### PASSAGE PROVIDED
The latest in a tenure adventure of excavating lost treasures from the African continent; Analog Africa’s main man Samy Ben Redjeb once more digs deep, sifting through a daunting mountain-size pile of records and recordings. As with many of these projects, Samy’s expeditions turn into lengthy travails: this compilation being no exception, the label originally putting out feelers and surveying the country’s music scene in 2009, and only now finalized and ready for release. And as with these projects he’s helped by equally passionate experts, in this case DJ/producer Déni Shain who travelled to Cameroon to tie-up the loose ends, license tracks, interview the artists, and rustle through the archives to find the best photographs for a highly informative accompanying booklet.

Honing in on the period when makossa rubbed-up against funk and disco, this balmy dance beat compilation’s pulse is luminous and fluid and most importantly, funky. This is in major part down to some of the most smooth, bouncing, slick and relaxed but constantly busy of bass lines – Cameroon’s bass players rightly revered as among the best throughout the world – and the constantly shuffling hi-hats, tom rolls and splashing drums.

### GIVEN INSTRUCTION A
In the Cameroon compilation review, switch "booklet" to "pamphlet" and write out the passage starting with "The latest in" and going on through "informative accompanying booklet.".
### GIVEN INSTRUCTION B
In one to three sentences, explain what the Cameroon compilation review credits for the funky pulse of the compilation.
### GIVEN INSTRUCTION C
Carry on the Cameroon compilation review from its final sentence.
The records that follow were taken from a separate source.

### GIVEN RECORDS
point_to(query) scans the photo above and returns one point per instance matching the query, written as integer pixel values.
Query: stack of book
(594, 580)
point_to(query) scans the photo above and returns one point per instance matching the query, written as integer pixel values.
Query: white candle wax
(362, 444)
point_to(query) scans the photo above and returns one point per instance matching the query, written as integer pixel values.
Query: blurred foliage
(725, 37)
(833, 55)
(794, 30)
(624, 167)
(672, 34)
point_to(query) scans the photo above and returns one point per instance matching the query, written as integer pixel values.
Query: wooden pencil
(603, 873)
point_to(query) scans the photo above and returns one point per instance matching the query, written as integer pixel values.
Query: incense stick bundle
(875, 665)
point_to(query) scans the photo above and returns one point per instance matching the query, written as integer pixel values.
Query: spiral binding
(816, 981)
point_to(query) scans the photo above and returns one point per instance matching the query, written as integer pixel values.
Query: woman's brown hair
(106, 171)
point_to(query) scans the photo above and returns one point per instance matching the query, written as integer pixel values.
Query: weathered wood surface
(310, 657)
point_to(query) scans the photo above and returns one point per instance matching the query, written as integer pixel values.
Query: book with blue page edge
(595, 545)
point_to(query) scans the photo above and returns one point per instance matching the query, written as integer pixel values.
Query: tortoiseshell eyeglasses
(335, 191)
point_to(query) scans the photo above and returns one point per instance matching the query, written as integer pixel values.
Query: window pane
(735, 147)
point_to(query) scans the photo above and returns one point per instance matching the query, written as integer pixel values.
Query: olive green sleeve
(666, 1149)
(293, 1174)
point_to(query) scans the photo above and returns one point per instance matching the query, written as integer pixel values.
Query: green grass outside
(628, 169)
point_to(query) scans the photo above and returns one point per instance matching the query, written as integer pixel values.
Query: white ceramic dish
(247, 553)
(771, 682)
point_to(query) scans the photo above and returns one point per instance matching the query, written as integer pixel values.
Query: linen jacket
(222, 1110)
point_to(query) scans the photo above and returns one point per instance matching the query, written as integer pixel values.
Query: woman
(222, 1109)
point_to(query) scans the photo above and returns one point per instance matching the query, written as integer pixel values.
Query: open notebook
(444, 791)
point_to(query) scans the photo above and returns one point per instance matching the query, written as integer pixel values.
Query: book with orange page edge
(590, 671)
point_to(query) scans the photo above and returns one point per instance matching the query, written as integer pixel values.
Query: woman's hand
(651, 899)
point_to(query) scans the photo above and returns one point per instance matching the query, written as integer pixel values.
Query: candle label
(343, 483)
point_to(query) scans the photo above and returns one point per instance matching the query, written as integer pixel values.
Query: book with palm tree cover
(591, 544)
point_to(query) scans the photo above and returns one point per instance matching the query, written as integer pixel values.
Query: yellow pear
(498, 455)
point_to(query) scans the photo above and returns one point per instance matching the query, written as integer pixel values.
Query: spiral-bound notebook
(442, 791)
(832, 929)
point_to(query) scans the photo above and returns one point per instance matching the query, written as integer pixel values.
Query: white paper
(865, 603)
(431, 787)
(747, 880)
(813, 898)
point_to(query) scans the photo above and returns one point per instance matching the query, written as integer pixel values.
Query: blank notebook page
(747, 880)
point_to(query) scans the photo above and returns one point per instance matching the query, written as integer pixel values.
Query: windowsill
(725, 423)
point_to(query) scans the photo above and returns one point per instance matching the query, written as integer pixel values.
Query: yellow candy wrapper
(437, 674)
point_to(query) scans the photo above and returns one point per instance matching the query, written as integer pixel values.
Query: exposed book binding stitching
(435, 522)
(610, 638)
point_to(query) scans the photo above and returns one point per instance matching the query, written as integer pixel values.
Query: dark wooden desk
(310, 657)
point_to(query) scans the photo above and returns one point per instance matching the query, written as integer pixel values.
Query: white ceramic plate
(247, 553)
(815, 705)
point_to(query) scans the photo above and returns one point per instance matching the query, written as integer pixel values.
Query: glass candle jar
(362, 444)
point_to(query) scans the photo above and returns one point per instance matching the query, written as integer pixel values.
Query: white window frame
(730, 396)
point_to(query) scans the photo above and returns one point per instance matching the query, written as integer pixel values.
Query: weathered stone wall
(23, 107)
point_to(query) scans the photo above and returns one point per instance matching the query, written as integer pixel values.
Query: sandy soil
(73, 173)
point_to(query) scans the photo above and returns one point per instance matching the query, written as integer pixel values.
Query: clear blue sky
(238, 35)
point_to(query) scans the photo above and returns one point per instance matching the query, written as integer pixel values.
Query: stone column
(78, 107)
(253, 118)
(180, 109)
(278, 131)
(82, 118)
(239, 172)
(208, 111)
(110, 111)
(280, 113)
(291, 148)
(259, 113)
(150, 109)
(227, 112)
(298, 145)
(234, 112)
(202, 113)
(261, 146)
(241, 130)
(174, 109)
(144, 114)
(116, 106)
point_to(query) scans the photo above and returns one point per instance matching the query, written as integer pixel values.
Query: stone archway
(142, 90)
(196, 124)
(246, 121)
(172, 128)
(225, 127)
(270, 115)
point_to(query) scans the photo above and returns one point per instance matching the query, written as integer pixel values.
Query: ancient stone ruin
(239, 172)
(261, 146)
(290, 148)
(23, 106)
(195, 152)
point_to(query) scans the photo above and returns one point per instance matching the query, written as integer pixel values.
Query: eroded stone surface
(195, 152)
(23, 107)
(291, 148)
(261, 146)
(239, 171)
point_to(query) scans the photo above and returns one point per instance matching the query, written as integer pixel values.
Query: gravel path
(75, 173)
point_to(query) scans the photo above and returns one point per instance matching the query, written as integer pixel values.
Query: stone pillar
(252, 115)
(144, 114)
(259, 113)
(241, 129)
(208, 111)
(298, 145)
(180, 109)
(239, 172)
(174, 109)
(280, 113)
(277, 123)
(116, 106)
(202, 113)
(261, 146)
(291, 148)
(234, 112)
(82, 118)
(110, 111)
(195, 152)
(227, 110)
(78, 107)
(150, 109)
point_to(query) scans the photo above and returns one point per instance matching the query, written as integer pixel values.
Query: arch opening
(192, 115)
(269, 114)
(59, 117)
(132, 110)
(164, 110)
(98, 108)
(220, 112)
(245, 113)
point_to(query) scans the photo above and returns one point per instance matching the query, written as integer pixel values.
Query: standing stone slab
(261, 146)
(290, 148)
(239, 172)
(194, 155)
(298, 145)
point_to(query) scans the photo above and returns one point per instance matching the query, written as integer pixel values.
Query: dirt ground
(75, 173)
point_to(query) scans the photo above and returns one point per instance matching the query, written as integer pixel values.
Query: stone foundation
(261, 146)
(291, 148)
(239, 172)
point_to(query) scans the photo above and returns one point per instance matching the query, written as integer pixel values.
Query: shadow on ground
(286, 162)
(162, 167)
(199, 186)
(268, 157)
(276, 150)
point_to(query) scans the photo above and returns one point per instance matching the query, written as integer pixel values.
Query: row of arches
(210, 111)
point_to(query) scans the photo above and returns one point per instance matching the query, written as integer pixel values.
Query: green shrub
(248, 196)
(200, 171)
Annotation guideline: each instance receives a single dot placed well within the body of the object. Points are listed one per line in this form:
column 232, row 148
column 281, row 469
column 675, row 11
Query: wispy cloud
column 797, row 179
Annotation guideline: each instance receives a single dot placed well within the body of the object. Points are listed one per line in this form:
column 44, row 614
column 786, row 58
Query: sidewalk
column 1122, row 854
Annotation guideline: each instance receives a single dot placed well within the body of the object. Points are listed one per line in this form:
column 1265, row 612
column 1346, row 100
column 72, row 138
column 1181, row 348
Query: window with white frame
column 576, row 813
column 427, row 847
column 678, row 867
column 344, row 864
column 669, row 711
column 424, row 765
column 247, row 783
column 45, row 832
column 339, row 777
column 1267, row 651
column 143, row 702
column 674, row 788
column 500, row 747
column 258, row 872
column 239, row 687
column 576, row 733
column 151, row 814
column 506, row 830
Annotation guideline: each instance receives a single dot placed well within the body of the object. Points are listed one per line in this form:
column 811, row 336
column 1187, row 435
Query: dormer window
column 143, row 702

### ANSWER A
The latest in a tenure adventure of excavating lost treasures from the African continent; Analog Africa’s main man Samy Ben Redjeb once more digs deep, sifting through a daunting mountain-size pile of records and recordings. As with many of these projects, Samy’s expeditions turn into lengthy travails: this compilation being no exception, the label originally putting out feelers and surveying the country’s music scene in 2009, and only now finalized and ready for release. And as with these projects he’s helped by equally passionate experts, in this case DJ/producer Déni Shain who travelled to Cameroon to tie-up the loose ends, license tracks, interview the artists, and rustle through the archives to find the best photographs for a highly informative accompanying pamphlet.

### ANSWER B
The review credits it largely to the smooth, bouncing, slick and relaxed but constantly busy bass lines, noting that Cameroon's bass players are revered as among the world's best. It also points to the constantly shuffling hi-hats, tom rolls and splashing drums.

### ANSWER C
Imitating their western counterparts but going full on in embracing the technology, especially production wise, of the times, in their own inimitable way, Cameroon’s great and good weren’t shy in using the synthesizer. The Mystic Djim & The Spirits use it for instance to glide along on their girl-group chorus beachside disco Yaoundé Girls track, whereas Pasteur Lappé uses it to create a bubbly, aquatic space effect on his 80s tropical disco vibe Sanaga Calypso. Everyone is at it more or less, using wobbly and laser-shot synth waves and gargles that were, very much, in vogue during the later 70s and early 80s. That or the Philly soul sound – check the tender electric guitar accents and sweet prangs together with smooth romantic saxophone on Nkodo Si-Tony’s jolly Miniga Meyong Mese hit – and odyssey style funk. Devoid of this slicker production and de rigueur electronic drum pads and cosmic burbles, the opening blast of pop makossa, an “invasion” in fact, by the Dream Stars is a much more lively and raw recording; closer in sound and performance to the J.B.’s than anything else. The most obscure and rare record in this collection – a real gritty shaker of Afro-soul – the Dream Stars turn makes its official debut, having never been released officially until now.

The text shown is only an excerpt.